### Reading text
%%

Vi-D Character-Level Versus Token-Level Representations

In this section, we investigate the added value of the character-level input representation over the token-level representation and discuss the ways in which we combined the two representations.

From Table II, we see that the TPR of the CHAR-CNN model on the test set not only significantly surpasses that of the NLP-based detectors, but also exceeds that of the CNN architecture models by 2 pp or more. Its TPR is also comparable with that of the CNN-RNN architecture models and, specifically, is exceeded by the CNN-RNN-FastText model by less than 2 pp. We now analyze the differences in detection between the CHAR-CNN and the CNN-RNN-FastText models to better understand the added value of CHAR-CNN.

By comparing the detection results of these two models we found that CNN-RNN-FastText detects 60 scripts that are not detected by CHAR-CNN, 55 of which are TPs, while CHAR-CNN detects 34 scripts (29 of which are TPs) that are not detected by CNN-RNN-FastText. The significant added value of the character-level model can be explained by the existence of obfuscated scripts in our test set that are detected by it but are not detected at the token level, as we explain next.

We focus first on the CNN-RNN-FastText model and discuss how it treats various PowerShell code obfuscation techniques and why some of them are not detected by it, using concrete examples from the 29 test set scripts that are detected by CHAR-CNN but evade CNN-RNN-FastText.

As we described previously, FastText uses sub-tokens to construct a contextual embedding. This enables the model to tackle one of the known methods of PowerShell obfuscation – the use of string manipulations to construct a PowerShell command. Unfortunately, in some cases, the usage of sub-tokens by FastText is insufficient for detecting this type of obfuscation. Moreover, there are additional PowerShell obfuscation techniques that are not detectable at the token level. We identified 3 such “blind spots” of FastText181818These are clearly blind spots of W2V as well, since W2V treats tokens as atomic units.:

  • One popular way of PowerShell code obfuscation, seen in many malicious scripts, is the usage of tokens whose characters alternate between lower-case and upper-case (e.g., iNvOkE-wEbReQuEsT). Token-level representations are unable to detect this type of obfuscation, which was observed in 16 of the 29 scripts that evaded CNN-RNN-FastText.

  • Special characters such as ’+’ and ’[’ or ’]’ are considered as delimiters and are therefore absent from token-level embeddings, that is, they do not appear as part of tokens or sub-tokens. Out of the 29 missed scripts, 13 scripts contain all of these 3 special characters. Interestingly, in three of these scripts, we observed a relatively rare obfuscation technique, in which a part of the script (that contained ASCII-encoded characters) appeared in reverse order. An example of this obfuscation technique is the command "[88]rahc[+96]rahc[+37]rahc", which, upon reversal, becomes "IEX", an alias of the "Invoke-Expression" cmdlet. It is impossible to detect such obfuscation techniques without considering the special characters they use.

%%

### Given instruction 1
From the rows, put the part that opens with the line containing "query (the phrase naming what to segment): nostril" and closes with the line containing "Return the outline of every instance of the nostril" into a Markdown table. Use a column named "Row" for the row number and a column named "Line" for the line itself, and leave out any blank lines.
The text above and the rows that come after it are unrelated material.

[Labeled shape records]
%%

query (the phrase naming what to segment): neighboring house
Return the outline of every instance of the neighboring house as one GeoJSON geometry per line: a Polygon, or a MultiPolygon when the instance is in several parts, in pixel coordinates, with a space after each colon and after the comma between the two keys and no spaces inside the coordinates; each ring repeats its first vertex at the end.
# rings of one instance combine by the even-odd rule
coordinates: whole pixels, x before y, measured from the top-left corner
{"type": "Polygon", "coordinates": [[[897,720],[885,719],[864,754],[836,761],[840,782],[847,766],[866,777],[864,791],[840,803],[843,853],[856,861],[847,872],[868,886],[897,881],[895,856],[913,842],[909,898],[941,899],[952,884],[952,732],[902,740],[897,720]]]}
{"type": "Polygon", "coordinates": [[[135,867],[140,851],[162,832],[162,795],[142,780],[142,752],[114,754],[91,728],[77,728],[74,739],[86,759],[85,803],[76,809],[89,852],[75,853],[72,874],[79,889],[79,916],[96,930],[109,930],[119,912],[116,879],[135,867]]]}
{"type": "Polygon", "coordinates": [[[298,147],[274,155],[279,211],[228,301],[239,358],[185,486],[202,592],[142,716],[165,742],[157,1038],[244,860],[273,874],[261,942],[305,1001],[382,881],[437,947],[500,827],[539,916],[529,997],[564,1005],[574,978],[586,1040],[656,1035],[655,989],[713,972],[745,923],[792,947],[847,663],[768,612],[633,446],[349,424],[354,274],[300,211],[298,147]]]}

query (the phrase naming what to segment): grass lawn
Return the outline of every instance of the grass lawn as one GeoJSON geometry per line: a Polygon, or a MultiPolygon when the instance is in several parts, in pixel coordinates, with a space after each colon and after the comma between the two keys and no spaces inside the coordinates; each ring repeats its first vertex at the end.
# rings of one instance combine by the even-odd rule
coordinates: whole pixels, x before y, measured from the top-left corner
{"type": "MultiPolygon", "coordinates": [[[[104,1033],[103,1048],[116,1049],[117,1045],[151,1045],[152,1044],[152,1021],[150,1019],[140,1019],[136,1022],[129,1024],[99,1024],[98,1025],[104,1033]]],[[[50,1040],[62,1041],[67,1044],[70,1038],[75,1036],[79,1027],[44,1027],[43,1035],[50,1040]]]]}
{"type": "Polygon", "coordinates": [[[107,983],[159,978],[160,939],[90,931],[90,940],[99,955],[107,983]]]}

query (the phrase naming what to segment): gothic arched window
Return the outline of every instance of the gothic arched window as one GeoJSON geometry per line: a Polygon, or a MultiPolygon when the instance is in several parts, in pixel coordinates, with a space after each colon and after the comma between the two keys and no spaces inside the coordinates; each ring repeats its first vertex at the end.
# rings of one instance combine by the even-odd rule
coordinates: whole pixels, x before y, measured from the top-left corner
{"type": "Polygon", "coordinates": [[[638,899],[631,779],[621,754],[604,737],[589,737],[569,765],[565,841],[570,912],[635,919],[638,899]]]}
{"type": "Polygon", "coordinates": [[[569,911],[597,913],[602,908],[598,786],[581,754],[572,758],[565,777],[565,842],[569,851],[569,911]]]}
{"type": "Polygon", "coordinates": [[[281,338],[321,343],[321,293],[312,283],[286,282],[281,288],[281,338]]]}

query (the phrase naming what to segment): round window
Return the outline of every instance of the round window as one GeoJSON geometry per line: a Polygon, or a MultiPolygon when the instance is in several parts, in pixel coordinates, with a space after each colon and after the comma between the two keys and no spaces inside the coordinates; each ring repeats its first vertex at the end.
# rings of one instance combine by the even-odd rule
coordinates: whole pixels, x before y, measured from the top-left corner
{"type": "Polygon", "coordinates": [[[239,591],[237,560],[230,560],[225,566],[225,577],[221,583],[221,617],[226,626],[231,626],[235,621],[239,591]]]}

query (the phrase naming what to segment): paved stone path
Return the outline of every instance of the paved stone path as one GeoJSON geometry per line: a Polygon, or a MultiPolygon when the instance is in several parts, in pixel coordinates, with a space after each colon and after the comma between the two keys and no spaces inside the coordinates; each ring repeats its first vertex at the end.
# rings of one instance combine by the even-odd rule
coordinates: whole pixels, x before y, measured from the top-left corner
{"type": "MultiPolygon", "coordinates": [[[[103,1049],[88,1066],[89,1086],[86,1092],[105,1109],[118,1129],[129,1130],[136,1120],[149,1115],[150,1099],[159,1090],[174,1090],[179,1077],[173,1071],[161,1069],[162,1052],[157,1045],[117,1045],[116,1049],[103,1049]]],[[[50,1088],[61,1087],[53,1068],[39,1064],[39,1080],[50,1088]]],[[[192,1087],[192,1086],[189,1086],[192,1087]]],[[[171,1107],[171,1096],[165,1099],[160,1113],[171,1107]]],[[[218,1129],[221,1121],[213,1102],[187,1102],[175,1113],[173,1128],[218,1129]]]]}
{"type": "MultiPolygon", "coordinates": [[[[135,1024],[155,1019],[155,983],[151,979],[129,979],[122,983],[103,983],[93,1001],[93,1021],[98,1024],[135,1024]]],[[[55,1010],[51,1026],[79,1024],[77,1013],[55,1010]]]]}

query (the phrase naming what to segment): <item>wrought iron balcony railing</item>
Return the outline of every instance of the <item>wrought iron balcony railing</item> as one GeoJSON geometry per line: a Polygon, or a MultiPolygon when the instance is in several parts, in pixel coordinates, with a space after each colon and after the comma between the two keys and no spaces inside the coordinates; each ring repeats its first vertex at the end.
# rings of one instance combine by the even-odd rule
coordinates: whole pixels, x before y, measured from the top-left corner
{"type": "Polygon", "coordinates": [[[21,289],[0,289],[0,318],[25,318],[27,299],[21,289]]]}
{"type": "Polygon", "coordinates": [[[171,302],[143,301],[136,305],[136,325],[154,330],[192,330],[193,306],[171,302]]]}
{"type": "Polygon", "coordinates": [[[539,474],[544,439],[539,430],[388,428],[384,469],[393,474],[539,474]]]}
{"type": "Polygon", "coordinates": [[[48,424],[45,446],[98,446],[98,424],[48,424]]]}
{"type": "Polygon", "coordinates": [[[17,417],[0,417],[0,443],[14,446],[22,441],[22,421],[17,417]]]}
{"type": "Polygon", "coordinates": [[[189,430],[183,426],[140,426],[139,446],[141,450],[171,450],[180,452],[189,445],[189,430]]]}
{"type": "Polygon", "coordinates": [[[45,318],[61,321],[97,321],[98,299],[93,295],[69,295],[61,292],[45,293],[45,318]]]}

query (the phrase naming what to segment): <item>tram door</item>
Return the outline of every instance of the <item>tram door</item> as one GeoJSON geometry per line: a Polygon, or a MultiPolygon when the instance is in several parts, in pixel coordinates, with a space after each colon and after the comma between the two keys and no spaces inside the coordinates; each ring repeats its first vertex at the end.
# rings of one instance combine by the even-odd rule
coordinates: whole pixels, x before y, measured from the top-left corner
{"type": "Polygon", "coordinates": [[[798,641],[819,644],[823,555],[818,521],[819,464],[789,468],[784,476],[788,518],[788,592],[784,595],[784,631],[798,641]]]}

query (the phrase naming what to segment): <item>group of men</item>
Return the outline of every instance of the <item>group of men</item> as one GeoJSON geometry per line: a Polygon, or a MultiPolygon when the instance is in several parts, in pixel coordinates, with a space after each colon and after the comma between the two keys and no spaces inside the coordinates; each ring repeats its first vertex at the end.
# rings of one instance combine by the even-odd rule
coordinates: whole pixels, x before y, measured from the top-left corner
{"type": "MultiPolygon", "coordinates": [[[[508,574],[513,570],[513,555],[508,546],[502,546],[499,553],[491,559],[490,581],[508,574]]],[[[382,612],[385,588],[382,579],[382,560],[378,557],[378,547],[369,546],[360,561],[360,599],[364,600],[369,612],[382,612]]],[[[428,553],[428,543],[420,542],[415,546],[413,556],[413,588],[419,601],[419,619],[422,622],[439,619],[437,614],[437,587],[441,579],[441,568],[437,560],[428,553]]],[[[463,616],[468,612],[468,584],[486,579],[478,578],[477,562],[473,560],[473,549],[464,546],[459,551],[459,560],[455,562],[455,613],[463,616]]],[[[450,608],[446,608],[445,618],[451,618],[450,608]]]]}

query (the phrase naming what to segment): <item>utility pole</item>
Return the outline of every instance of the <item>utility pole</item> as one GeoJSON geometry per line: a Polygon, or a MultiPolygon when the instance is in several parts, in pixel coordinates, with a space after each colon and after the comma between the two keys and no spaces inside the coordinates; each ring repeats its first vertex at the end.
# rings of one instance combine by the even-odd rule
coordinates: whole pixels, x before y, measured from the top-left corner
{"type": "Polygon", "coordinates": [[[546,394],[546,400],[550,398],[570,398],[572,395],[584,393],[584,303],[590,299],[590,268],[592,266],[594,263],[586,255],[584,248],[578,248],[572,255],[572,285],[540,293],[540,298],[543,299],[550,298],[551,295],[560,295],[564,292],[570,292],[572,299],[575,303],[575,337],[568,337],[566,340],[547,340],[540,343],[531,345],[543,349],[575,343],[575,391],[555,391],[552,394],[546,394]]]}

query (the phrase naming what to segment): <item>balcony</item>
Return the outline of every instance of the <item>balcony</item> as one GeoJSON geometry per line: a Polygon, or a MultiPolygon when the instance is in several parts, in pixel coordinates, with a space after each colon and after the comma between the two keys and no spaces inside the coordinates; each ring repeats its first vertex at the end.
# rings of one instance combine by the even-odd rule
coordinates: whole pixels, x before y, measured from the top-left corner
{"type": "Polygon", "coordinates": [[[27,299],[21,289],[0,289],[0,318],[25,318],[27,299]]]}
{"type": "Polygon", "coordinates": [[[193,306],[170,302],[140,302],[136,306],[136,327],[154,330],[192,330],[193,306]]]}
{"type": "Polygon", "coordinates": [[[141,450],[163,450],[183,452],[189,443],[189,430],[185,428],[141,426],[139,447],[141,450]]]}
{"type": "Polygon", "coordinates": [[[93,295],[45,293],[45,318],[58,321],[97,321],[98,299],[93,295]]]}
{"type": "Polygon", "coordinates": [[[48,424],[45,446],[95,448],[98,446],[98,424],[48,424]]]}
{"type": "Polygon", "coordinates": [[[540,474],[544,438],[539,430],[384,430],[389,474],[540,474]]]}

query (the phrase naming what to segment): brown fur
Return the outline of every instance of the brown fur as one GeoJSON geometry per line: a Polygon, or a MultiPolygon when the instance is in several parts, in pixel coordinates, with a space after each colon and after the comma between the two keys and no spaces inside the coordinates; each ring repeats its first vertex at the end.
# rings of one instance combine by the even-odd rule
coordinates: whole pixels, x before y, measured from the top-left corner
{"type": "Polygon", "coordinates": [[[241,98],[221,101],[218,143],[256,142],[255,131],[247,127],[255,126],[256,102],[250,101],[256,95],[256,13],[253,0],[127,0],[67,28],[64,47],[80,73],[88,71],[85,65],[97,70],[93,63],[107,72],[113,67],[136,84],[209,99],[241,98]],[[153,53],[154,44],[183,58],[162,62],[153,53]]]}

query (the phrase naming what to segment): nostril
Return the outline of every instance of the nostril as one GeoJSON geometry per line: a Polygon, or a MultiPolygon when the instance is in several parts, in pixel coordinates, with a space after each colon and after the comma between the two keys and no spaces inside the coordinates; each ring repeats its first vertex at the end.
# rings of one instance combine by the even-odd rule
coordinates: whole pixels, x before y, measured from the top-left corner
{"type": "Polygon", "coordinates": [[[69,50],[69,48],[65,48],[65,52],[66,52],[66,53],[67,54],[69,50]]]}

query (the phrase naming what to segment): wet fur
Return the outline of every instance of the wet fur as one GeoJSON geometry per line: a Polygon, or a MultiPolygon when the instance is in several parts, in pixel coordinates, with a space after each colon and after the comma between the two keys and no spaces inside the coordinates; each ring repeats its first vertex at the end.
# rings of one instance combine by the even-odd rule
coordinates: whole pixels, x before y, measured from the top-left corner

%%

### Given instruction 2
According to the text on character-level versus token-level representations, how many of the 29 scripts that evaded CNN-RNN-FastText used tokens with alternating lower-case and upper-case characters?

### Problem solution 1
| Row | Line |
|---|---|
| 1 | query (the phrase naming what to segment): nostril |
| 2 | Return the outline of every instance of the nostril as one GeoJSON geometry per line: a Polygon, or a MultiPolygon when the instance is in several parts, in pixel coordinates, with a space after each colon and after the comma between the two keys and no spaces inside the coordinates; each ring repeats its first vertex at the end. |

### Problem solution 2
16 of the 29 scripts.